Part of a data file
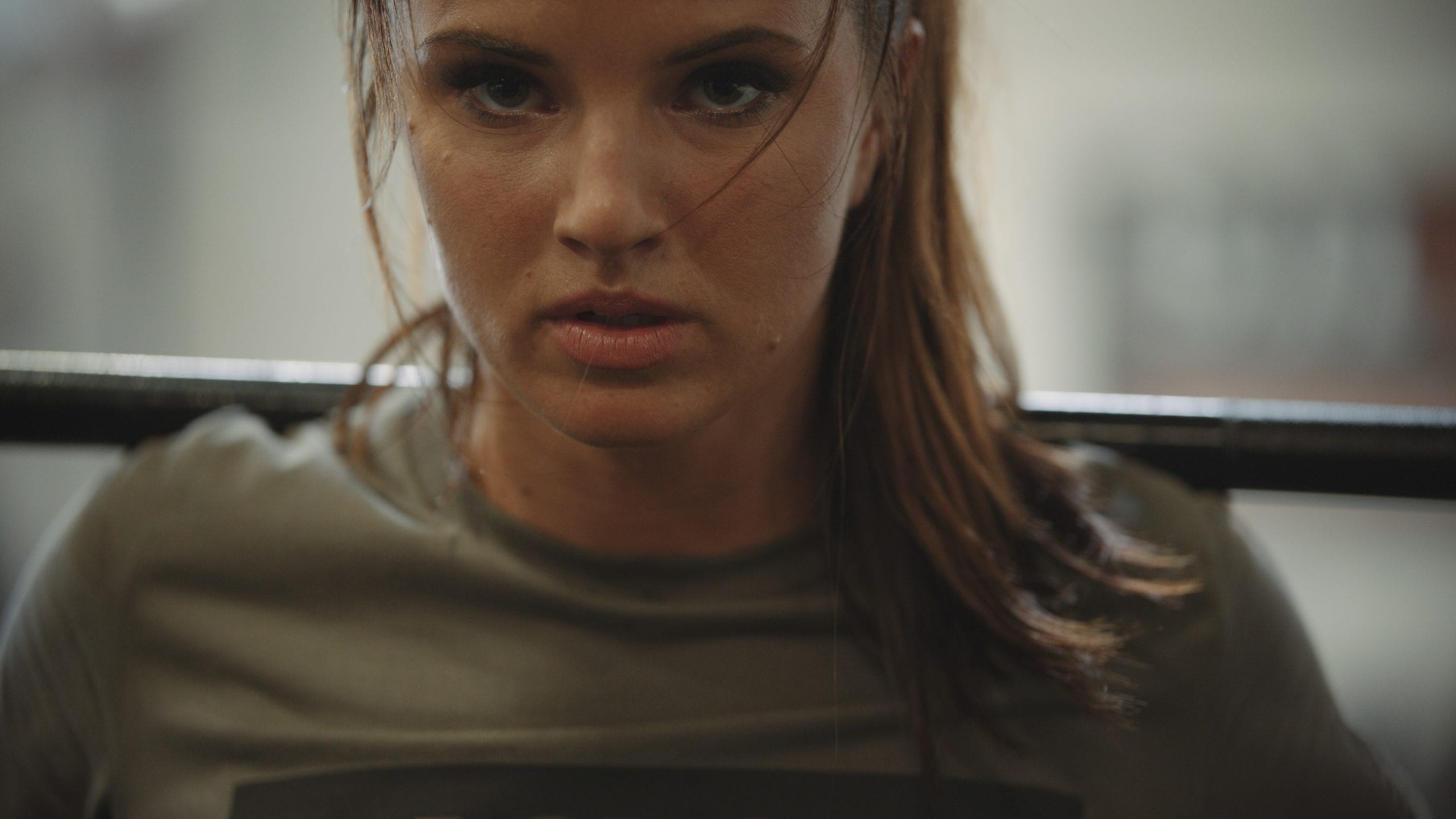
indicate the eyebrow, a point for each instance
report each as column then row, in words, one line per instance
column 490, row 43
column 730, row 38
column 696, row 51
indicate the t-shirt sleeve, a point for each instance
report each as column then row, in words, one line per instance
column 59, row 651
column 1280, row 742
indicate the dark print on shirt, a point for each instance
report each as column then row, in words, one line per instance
column 564, row 792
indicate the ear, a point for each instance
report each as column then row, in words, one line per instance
column 874, row 138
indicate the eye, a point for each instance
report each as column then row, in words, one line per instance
column 730, row 89
column 506, row 89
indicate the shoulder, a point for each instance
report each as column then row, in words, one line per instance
column 1231, row 671
column 223, row 493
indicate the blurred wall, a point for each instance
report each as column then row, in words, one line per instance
column 1206, row 198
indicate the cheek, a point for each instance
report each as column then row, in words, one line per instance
column 779, row 229
column 488, row 212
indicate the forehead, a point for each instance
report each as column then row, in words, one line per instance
column 648, row 30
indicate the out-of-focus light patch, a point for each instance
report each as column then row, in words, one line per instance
column 142, row 9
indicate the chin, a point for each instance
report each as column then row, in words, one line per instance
column 623, row 417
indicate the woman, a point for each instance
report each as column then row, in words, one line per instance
column 727, row 516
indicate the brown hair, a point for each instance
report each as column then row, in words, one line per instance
column 956, row 540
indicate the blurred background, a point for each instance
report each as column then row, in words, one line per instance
column 1238, row 198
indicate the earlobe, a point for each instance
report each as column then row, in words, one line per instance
column 872, row 140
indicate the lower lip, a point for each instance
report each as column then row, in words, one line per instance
column 607, row 348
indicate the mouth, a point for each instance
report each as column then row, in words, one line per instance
column 619, row 331
column 628, row 321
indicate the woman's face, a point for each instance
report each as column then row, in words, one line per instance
column 568, row 154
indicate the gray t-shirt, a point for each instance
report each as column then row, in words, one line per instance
column 235, row 624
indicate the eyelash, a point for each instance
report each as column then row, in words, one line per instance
column 466, row 78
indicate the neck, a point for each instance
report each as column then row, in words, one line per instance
column 746, row 480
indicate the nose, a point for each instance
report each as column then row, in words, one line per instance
column 612, row 205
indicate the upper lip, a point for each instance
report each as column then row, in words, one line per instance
column 607, row 304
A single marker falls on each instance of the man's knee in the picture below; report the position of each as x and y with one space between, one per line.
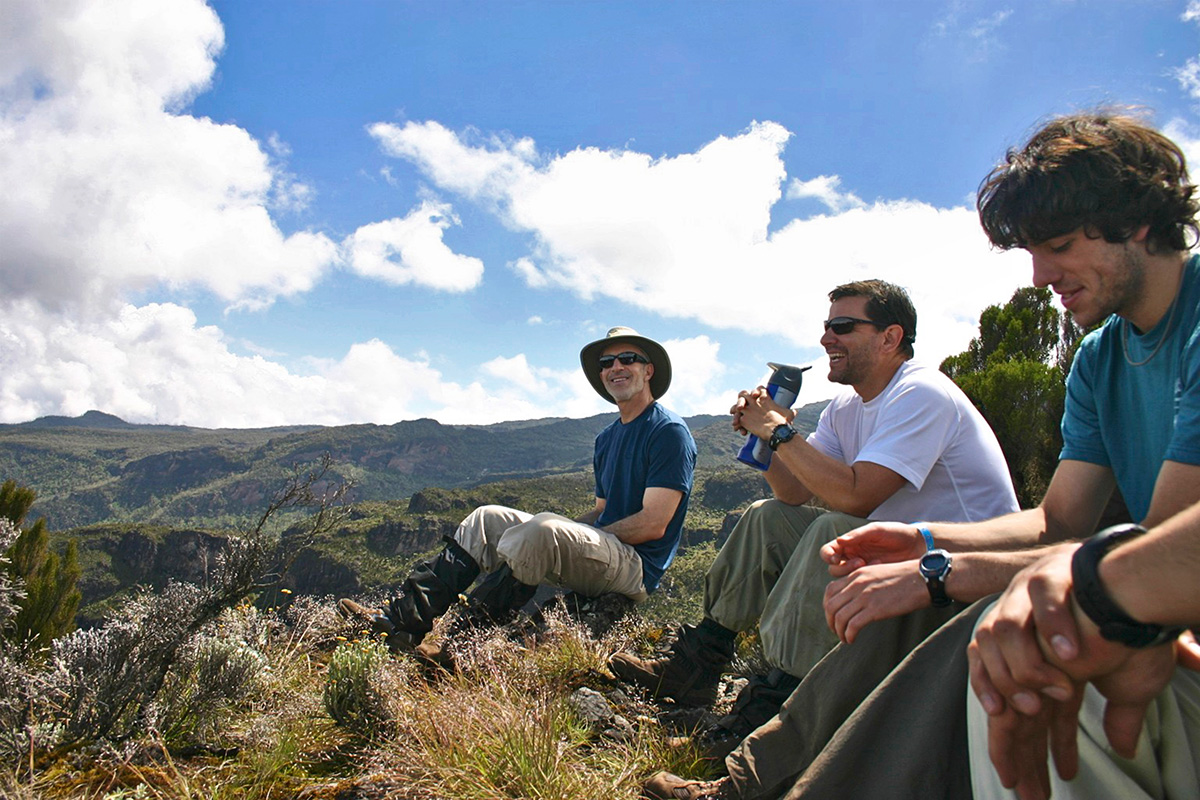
832 524
535 534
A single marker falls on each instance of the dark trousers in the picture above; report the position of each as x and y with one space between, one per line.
861 726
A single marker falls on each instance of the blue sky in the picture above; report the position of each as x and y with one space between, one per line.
251 214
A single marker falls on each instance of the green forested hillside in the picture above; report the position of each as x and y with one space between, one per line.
100 469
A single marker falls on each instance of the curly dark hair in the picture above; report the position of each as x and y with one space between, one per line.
886 305
1102 170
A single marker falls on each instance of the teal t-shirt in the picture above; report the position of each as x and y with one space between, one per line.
1133 416
654 450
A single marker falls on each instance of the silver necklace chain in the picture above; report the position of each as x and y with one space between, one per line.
1167 332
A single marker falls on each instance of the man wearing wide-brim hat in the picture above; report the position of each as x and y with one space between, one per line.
643 475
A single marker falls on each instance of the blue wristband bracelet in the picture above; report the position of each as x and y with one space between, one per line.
929 537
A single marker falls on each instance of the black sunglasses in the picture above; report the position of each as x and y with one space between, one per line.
843 325
624 358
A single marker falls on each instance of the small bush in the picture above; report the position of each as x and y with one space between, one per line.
352 693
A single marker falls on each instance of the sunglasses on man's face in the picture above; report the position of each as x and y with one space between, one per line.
624 358
843 325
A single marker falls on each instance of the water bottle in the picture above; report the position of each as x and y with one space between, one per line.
783 386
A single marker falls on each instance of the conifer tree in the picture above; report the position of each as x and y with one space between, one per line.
1015 373
48 608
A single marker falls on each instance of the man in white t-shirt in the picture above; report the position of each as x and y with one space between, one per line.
901 443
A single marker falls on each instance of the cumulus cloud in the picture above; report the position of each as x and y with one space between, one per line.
827 190
1188 76
975 36
108 188
689 235
411 250
154 364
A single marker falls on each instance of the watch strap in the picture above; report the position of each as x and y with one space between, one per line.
935 581
1093 599
783 432
928 536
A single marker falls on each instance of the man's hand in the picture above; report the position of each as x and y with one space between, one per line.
879 542
759 414
874 593
1031 655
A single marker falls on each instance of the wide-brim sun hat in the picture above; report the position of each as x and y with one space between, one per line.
658 355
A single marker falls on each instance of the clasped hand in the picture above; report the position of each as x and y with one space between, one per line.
1030 659
757 413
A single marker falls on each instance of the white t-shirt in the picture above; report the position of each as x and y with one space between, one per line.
925 429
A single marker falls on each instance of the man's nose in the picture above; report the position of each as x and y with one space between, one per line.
1044 271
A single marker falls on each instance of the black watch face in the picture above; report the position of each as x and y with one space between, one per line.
934 563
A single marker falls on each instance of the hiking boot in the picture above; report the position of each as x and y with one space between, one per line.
376 620
430 590
755 705
690 672
358 612
757 702
712 744
493 602
665 786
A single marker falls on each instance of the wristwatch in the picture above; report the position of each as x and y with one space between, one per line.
781 433
1095 601
934 566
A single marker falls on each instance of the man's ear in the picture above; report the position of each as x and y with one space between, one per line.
893 335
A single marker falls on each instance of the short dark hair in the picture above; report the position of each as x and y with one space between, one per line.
1102 170
886 305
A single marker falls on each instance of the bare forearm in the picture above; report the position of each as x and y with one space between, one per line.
637 528
1014 531
591 517
1153 577
978 575
785 486
844 487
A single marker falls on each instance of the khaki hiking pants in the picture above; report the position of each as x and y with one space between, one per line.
771 572
551 548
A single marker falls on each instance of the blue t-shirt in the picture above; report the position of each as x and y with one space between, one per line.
654 450
1128 417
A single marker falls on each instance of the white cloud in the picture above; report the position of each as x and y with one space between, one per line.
1188 76
696 376
153 364
107 188
411 250
688 236
827 190
975 36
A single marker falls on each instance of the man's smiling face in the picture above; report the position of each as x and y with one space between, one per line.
1092 277
625 382
853 355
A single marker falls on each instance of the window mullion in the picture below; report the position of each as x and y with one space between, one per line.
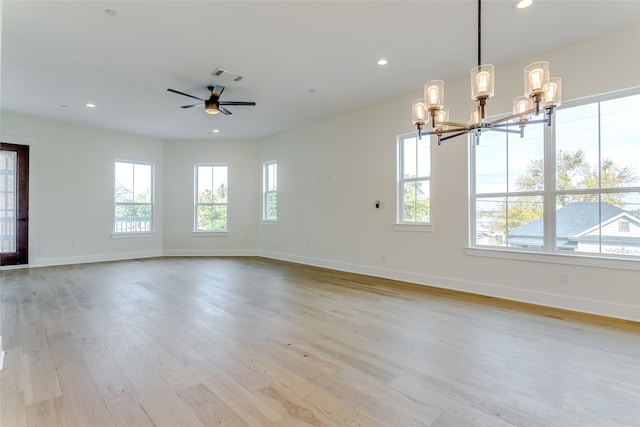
549 195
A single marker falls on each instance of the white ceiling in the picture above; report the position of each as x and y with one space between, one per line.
302 60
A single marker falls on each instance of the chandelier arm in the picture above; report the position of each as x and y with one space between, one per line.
443 131
456 124
441 139
499 129
512 116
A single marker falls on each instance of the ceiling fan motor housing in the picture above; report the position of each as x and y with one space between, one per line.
211 107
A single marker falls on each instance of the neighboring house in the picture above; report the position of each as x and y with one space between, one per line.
585 227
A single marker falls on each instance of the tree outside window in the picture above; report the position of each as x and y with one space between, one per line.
211 197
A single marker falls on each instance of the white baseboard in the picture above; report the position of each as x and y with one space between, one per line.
210 252
583 305
84 259
1 355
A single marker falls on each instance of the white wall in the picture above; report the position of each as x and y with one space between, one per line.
71 190
332 172
244 194
330 175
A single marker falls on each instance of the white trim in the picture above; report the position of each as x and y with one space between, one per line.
209 252
224 233
84 259
597 260
583 305
419 227
134 235
33 199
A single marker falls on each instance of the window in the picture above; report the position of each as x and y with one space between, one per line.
270 191
568 188
414 179
211 198
133 197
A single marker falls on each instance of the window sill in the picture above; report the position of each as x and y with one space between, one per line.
210 233
555 258
420 227
133 235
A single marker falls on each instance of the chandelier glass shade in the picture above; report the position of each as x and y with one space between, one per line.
542 94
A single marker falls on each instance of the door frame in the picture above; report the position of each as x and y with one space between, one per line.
31 144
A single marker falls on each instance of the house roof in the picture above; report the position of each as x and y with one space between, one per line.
571 220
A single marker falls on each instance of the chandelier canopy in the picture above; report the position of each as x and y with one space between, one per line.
542 94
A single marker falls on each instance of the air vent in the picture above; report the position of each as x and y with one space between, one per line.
227 75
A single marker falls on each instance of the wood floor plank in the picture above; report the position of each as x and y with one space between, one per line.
210 410
160 402
81 401
12 401
193 342
254 411
126 409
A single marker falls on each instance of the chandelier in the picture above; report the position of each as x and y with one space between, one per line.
541 96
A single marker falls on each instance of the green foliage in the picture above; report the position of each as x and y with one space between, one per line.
572 172
417 206
212 209
271 209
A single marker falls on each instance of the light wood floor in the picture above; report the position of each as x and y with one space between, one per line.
251 342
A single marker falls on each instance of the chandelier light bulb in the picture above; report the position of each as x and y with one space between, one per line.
552 92
482 81
441 117
419 111
536 75
535 79
434 94
475 117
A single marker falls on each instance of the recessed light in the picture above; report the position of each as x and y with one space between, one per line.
521 4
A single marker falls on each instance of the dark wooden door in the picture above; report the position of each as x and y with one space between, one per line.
14 204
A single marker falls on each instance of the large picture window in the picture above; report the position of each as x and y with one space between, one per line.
414 180
211 195
573 187
133 197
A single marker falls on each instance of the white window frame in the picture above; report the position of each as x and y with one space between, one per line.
151 203
196 204
401 224
550 253
269 189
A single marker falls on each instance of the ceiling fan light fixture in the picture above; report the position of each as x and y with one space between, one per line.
211 107
522 4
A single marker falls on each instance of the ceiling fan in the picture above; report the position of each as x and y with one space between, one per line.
213 105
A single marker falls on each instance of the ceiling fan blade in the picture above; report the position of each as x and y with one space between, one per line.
216 90
185 94
237 103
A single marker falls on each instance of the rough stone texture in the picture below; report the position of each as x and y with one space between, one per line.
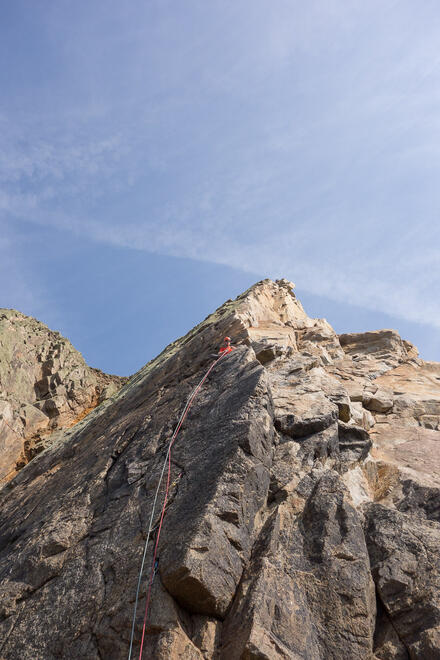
303 517
45 384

• [Work to do] Take the lines from the one that contains "A single marker falls on each instance of the recessed" down to the last line of the listing above, both included, and set them down exactly, leaving out pictures.

• [Finished task]
A single marker falls on each instance of the recessed light in the picture above; report the position of each as x and y with one space between, one per line.
521 4
A single marker falls on each instance of the dark wooden door in the picture above; report the position of each as x and y with one space between, one per line.
14 204
A single marker falls on each instance of the large picture window in the picture above; report the position of each as x and y with one space between, one per line.
414 180
211 195
573 187
133 197
A single marker falls on each instance of the white window frame in the picture above; report the position of each as x and y with one space between, one per line.
151 203
196 204
401 224
550 253
269 189
A single marker falls on each instance of the ceiling fan light fixture in the picture above; report the position of each as x and y with one space between, one per line.
211 107
522 4
A single marker falls on each instance of the ceiling fan in the picture above; report the position of each as x and y with one space between, one per line.
213 105
A single marker falls on each instance of the ceiling fan blade in the picture above; report the position of each as x and y with one space between, one per line.
216 90
185 94
237 103
A single marker falls on each instance of the rough stone texture in the picture below; report the position of each as x and y with one space between, one per line.
303 517
45 384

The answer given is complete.